■ OBJECTIVE ■
Gather each line of the records below that contains the string "lawn" and copy those lines in full. Treat uppercase and lowercase as different.
-- begin --
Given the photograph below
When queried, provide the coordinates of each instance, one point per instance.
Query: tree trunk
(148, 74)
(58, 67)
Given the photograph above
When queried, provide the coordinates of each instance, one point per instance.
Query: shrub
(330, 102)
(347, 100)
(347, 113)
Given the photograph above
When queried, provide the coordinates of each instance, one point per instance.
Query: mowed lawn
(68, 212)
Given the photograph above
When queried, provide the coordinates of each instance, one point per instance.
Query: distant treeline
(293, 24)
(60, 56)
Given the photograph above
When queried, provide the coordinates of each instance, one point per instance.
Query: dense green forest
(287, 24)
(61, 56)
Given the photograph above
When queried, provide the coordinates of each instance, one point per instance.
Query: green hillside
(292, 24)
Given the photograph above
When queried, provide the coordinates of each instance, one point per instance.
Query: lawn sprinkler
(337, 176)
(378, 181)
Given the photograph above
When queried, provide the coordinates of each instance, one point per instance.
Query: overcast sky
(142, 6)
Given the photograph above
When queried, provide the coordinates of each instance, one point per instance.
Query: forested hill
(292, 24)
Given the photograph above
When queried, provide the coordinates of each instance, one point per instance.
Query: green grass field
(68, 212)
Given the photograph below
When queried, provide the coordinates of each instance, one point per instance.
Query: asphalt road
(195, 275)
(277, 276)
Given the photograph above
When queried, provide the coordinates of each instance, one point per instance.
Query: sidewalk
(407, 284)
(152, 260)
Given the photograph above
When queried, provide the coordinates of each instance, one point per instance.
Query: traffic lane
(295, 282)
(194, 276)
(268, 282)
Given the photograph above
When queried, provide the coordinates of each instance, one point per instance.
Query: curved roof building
-- end --
-- begin --
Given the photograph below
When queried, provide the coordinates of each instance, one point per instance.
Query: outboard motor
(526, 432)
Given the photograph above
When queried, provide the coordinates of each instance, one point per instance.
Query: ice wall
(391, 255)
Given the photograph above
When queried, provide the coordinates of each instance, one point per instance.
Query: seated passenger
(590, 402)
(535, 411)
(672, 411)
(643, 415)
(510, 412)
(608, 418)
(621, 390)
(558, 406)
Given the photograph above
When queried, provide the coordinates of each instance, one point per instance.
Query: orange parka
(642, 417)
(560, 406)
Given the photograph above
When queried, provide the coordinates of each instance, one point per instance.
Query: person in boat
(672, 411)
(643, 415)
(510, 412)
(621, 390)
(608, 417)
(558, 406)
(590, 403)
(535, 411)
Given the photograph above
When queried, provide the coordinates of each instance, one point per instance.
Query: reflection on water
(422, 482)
-- end --
■ RESULT OF THE TASK ■
Query: mowed lawn
Query: lawn sprinkler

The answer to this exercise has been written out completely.